[SOURCE EXCERPT start]
Ansible playbook sporadically hangs when run from cron

Hi All,

I have playbook which backups EC2 instances in AWS every night.
It runs on a EC2 instance (CentOS Linux release 7.2.1511 Core) hosted in AWS in the same regions as the backed-up instances.
Playbook uses only localhost (see below) and AWS modules. No SSH is used for accessing other instances.

`

  • hosts: localhost
    connection: local
    gather_facts: no
    `

All the backup jobs run fine from command line. They typically execute within 2 - 15 minutes.
All the logs are written to /var/log/ansible/ansible.log/ansible.log

The cron job looks likes this:

`
#Run backup job
00 20 * * * (pushd $ANSIBLE_DIR && ansible-playbook backup.yml -e @server.json -vv) >/dev/null 2>&1

`

and it runs fine almost all the time but sometimes, some random jobs just hang during the night and stay in RAM consuming both memory & CPU.
I checked the logs (both Ansible and /var/log/messages) and I could not find any evidences (error messages) regarding why this happens.
[SOURCE EXCERPT end]
◆ GIVEN PROBLEM: Can you recast the paragraph of the forum post that begins "I have playbook which backups EC2 instances" as a short bulleted list that keeps its main facts? Draw only on the forum post above when working with the data.
[INFORMATION SUPPLIED start]
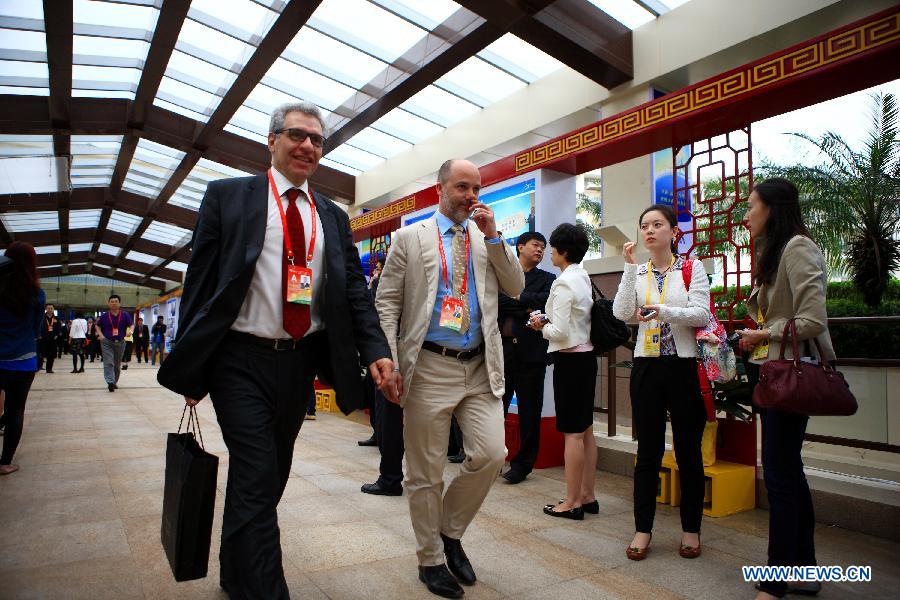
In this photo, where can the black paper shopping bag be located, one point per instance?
[INFORMATION SUPPLIED end]
◆ WORKED SOLUTION:
- The playbook backs up AWS EC2 instances every night.
- It runs on an EC2 instance (CentOS Linux release 7.2.1511 Core) in the same regions as the instances it backs up.
- It uses only localhost and AWS modules, with no SSH access to other instances.